— Start of Raw data —

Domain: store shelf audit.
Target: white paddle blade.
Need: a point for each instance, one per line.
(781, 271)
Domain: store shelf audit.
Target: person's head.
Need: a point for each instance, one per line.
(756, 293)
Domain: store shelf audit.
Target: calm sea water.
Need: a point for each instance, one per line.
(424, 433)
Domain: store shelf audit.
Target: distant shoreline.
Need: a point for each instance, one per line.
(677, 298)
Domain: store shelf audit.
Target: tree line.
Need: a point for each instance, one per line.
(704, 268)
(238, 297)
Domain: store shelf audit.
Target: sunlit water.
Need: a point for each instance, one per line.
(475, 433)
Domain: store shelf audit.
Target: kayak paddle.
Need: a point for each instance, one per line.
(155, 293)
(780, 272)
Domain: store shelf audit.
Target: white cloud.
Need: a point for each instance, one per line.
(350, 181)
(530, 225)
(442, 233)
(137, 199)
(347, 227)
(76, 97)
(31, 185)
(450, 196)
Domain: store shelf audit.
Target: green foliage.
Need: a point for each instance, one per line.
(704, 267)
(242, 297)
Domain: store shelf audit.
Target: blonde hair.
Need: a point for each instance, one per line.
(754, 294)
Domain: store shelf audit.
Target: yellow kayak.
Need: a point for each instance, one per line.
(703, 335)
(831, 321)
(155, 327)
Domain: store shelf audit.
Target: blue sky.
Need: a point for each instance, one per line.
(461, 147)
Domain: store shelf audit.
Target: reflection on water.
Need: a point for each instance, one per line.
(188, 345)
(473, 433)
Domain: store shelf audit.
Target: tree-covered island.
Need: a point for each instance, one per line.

— End of Raw data —

Please gather every line in the listing above that contains the word "water" and copy each of those lines.

Target: calm sea water.
Target: sunlit water.
Target: reflection on water.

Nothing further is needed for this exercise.